WHAT IS REQUIRED » In the data that follows, find each line containing "collar" and copy it.
START PROVIDED DATA
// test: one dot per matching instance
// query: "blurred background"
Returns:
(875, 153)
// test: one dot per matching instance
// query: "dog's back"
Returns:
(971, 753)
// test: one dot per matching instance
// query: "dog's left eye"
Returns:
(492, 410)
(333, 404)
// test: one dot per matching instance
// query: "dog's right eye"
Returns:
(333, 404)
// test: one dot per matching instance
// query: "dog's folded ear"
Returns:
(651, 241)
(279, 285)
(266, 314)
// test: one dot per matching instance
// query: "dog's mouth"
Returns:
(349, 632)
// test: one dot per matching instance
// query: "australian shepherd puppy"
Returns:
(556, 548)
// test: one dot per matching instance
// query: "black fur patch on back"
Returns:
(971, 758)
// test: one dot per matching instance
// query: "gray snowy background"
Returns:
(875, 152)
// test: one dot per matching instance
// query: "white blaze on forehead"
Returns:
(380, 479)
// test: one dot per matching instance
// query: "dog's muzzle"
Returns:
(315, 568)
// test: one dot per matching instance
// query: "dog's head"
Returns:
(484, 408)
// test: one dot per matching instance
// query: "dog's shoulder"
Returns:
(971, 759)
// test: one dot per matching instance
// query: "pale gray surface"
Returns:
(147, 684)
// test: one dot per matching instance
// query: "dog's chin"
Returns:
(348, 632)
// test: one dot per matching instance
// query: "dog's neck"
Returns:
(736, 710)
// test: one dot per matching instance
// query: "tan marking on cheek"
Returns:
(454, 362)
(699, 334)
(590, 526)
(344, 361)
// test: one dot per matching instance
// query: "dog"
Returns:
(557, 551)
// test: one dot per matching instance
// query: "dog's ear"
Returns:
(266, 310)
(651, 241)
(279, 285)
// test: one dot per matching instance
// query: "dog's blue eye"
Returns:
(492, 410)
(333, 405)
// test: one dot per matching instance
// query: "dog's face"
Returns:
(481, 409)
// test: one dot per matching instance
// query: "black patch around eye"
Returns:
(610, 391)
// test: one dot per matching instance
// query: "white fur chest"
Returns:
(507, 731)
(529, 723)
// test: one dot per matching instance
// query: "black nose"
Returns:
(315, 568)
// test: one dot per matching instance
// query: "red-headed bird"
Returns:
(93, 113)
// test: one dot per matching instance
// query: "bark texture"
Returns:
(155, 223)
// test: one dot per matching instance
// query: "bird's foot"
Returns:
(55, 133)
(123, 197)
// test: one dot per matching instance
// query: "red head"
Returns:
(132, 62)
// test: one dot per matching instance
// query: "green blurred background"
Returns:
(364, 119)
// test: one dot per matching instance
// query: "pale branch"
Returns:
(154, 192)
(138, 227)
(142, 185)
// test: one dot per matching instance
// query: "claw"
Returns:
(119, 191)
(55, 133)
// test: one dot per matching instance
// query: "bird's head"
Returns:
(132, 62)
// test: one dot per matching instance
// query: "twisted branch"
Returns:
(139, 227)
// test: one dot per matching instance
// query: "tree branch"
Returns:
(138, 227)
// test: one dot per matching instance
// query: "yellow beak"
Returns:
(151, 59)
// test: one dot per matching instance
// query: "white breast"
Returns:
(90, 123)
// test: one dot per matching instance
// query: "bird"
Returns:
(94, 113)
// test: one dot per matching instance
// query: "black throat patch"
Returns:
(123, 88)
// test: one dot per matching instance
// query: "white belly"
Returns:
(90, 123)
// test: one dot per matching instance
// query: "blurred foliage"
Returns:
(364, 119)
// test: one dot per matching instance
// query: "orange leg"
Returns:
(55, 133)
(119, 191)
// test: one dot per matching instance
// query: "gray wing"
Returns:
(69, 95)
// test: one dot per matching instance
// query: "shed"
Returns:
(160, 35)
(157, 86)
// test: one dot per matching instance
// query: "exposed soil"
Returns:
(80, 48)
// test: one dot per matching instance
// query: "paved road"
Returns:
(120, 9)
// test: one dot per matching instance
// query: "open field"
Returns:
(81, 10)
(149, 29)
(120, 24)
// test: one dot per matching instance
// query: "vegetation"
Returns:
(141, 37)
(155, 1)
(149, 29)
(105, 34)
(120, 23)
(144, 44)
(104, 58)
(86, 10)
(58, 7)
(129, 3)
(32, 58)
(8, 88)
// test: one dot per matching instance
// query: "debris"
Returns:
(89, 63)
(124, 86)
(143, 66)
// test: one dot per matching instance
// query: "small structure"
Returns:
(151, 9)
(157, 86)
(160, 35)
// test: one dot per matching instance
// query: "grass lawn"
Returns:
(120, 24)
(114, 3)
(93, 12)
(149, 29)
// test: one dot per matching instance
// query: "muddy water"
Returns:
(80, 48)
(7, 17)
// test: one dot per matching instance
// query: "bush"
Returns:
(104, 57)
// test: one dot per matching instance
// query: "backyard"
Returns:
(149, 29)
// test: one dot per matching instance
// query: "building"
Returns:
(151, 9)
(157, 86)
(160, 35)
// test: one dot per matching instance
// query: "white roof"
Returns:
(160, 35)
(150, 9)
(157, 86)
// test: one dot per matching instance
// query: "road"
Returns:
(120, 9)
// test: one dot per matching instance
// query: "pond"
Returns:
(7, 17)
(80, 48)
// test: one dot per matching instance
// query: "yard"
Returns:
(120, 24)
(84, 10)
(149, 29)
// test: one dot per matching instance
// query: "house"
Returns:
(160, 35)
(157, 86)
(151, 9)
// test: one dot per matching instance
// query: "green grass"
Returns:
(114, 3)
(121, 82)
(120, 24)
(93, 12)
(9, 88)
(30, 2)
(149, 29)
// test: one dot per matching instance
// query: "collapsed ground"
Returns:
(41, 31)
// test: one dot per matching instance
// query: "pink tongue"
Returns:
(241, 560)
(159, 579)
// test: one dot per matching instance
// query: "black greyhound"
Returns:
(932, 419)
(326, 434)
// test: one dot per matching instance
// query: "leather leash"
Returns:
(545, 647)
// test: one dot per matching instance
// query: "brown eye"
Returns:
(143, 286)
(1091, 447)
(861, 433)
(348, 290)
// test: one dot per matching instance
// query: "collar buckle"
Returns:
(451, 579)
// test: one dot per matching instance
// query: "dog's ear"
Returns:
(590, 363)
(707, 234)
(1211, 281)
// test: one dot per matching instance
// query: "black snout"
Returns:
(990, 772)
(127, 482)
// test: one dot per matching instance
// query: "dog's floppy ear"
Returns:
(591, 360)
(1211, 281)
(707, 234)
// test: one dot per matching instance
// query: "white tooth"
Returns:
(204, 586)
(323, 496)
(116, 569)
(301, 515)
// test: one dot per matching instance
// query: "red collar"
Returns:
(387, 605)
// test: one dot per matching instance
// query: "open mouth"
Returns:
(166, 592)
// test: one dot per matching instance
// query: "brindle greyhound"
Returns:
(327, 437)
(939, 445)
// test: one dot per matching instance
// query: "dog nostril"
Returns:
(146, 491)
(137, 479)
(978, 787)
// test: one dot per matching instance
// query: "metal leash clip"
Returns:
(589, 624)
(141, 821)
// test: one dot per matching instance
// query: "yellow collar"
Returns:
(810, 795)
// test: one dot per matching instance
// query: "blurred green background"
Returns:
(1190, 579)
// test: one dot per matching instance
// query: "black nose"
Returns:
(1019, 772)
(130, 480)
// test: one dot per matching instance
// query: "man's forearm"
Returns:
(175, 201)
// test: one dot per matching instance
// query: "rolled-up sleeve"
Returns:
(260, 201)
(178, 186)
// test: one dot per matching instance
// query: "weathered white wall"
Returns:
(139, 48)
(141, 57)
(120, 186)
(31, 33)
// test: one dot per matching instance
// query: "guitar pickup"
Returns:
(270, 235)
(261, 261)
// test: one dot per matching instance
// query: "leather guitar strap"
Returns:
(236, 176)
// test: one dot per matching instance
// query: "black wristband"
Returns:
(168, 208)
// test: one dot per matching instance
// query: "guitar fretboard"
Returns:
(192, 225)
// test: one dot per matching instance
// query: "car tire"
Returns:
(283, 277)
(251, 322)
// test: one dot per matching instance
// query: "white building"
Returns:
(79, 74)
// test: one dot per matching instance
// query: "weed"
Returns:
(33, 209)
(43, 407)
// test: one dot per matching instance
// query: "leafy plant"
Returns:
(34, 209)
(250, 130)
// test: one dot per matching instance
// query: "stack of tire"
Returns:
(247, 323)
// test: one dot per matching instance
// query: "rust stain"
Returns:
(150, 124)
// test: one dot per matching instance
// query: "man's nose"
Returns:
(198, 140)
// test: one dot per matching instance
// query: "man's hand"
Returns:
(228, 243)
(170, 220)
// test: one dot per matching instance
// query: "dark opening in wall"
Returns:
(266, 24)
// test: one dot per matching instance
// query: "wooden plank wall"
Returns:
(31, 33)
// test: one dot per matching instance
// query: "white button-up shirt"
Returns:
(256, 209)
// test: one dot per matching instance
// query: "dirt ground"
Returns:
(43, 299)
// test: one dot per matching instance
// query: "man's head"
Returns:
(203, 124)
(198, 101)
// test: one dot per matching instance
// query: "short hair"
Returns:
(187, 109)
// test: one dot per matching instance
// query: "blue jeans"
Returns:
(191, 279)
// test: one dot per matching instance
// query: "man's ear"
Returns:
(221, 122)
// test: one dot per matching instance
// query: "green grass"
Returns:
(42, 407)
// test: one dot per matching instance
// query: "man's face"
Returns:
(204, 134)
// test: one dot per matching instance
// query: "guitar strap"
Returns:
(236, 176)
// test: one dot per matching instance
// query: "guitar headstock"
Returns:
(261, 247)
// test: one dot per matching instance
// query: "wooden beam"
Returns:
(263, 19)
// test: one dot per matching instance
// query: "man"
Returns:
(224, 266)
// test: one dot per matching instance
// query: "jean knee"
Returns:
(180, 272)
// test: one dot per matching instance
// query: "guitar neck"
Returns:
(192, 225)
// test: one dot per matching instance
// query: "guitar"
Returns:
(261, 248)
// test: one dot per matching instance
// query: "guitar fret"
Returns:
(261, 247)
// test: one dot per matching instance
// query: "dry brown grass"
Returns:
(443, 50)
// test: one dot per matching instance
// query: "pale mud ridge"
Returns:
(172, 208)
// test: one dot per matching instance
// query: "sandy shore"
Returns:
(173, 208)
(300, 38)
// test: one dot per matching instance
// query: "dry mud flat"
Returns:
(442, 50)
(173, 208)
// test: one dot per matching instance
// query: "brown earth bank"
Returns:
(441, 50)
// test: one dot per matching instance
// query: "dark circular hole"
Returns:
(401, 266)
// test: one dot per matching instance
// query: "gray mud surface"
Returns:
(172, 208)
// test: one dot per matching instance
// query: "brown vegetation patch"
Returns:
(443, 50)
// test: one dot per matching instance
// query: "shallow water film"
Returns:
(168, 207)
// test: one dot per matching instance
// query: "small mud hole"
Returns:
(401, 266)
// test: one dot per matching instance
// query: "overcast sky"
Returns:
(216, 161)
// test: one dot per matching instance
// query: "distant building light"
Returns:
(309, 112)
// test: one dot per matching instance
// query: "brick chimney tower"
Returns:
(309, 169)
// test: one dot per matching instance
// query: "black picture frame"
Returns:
END PROVIDED DATA
ANSWER BOX »
// query: "collar buckle"
// query: "red collar"
// query: "yellow collar"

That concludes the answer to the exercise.